PROBLEM A –
Write out the passage of the divorce and credit article word for word. Begin at the words "A person’s credit" and stop after "own once again.".

Divorcing Couples Should Learn How to Fix Credit

A person’s credit can be significantly affected by major life events and perhaps among the most damaging in most instances is a divorce. During this time, borrowers often have more on their minds than making sure they’re maintaining perfect credit, but making any mistakes over the course of the process can be particularly problematic.

This is true for a number of reasons, the most obvious of which is that in general, divorcees might take a long time to come around to the fact that they might have damaged their credit during the process by missing a payment or taking on too much debt, and therefore have allowed many of these issues to become exacerbated. Further, having a diminished credit score can also be troubling for those who just went through a divorce because it might imperil their ability to obtain new lines of credit, which they may need as they begin life on their own once again.

In any case, divorcing couples should at least take the time to do routine credit repair in an effort to straighten out that part of their finances and ensure they’re doing all they can to make their standing work for them.

Credit mistakes that divorcing couples tend to make

Obviously the divorce process can be trying on anyone, emotionally and financially. And because of the latter consideration, many people might need to lean more heavily on credit than they otherwise would in their everyday lives, or let some considerations fall by the wayside simply because they may feel there are more pressing matters. Others may just forget to pay their bills once or twice during the proceedings.

However, regardless of circumstance, lenders don’t like to see borrowers who mishandle their credit for any reason, and whatever missteps may end up being made will diminish their credit ratings. One extremely common misstep during this time is that consumers simply don’t pay their bills for whatever reason, but the problem is that payment history accounts for 35 percent of a person’s rating, so any deadline that comes and goes without a payment will take a huge bite out of a borrower’s credit rating. And unfortunately, when it comes to fixing such an issue, the only thing a borrower can do is start making all payments on time and in full once again, and doing so for a period of several months or more. This will not erase the mistake they made in the past, but it may show lenders that it was an isolated incident, and over time, and with the help of a credit repair company, a borrower’s credit score may rise commensurately.

PROBLEM B –
Say how many lines of the listing contain the string "concrete", matching case, and give only the number.

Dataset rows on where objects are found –
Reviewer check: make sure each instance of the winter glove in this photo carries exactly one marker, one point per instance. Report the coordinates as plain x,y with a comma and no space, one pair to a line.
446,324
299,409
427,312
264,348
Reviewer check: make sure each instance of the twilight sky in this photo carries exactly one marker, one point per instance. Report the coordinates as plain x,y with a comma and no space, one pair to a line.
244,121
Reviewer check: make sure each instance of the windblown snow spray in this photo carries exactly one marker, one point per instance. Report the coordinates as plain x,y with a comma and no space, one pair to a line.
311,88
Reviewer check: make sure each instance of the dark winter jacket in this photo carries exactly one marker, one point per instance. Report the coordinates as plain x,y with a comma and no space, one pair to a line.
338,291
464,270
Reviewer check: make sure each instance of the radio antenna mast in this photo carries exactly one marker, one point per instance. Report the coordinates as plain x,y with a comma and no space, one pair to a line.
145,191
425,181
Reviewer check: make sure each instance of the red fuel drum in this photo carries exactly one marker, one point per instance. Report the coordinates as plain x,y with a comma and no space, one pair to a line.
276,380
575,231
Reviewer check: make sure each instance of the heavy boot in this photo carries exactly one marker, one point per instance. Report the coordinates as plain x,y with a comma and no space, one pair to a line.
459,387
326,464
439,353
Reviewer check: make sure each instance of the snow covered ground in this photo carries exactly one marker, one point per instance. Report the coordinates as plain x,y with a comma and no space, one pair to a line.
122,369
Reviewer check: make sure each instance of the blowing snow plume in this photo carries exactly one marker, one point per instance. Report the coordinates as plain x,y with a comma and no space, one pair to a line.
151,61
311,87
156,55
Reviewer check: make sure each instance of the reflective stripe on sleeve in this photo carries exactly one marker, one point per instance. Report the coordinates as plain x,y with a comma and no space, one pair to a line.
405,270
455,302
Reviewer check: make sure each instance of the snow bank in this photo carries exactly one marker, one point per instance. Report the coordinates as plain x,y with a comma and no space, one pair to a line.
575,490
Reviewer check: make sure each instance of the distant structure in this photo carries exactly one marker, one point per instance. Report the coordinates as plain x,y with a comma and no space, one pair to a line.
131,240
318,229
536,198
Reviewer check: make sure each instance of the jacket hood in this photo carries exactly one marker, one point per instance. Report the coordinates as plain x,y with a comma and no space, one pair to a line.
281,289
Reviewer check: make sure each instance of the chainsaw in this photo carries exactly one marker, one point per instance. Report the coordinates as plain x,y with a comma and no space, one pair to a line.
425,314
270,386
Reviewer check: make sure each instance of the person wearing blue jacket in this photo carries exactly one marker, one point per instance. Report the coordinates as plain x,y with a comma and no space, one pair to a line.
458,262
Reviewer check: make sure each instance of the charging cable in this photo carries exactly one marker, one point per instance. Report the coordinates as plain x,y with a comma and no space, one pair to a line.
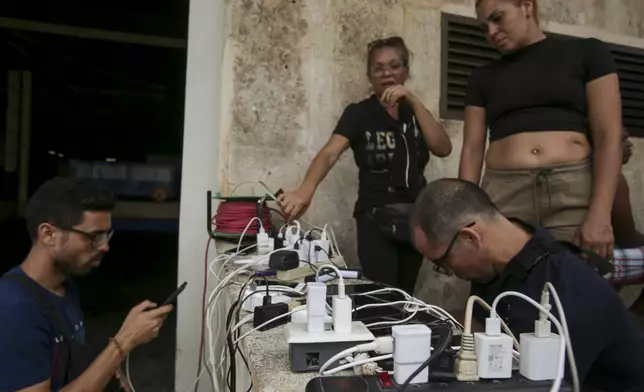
382,345
357,363
571,356
562,347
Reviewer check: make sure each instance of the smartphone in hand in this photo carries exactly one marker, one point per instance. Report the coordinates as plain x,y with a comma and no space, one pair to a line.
173,297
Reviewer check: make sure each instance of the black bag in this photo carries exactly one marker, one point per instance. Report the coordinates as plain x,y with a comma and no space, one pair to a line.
392,220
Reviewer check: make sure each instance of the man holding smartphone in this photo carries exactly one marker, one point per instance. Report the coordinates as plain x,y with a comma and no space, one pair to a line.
42,335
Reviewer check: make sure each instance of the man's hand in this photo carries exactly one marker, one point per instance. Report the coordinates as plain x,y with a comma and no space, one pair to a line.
142,325
596,235
294,203
121,377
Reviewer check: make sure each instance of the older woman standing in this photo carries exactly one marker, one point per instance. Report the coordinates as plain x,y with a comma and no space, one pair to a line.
391,134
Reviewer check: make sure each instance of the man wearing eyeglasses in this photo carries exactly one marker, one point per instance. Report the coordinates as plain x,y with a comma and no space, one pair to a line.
42,334
455,224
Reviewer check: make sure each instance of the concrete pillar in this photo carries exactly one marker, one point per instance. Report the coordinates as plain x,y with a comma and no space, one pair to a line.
200,172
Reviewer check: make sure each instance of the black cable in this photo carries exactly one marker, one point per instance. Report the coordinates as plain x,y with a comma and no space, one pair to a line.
235,334
230,376
329,256
446,342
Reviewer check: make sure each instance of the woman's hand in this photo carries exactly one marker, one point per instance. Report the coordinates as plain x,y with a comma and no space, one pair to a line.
393,94
294,203
596,235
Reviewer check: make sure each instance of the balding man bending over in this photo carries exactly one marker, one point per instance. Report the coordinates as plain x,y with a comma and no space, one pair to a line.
455,224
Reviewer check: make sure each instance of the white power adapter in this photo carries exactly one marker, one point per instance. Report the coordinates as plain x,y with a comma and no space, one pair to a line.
412,347
539,351
322,254
315,307
493,351
256,298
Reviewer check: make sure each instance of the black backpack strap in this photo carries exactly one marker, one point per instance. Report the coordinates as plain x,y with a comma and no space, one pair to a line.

FULL RESPONSE A –
A person’s credit can be significantly affected by major life events and perhaps among the most damaging in most instances is a divorce. During this time, borrowers often have more on their minds than making sure they’re maintaining perfect credit, but making any mistakes over the course of the process can be particularly problematic.

This is true for a number of reasons, the most obvious of which is that in general, divorcees might take a long time to come around to the fact that they might have damaged their credit during the process by missing a payment or taking on too much debt, and therefore have allowed many of these issues to become exacerbated. Further, having a diminished credit score can also be troubling for those who just went through a divorce because it might imperil their ability to obtain new lines of credit, which they may need as they begin life on their own once again.

FULL RESPONSE B –
1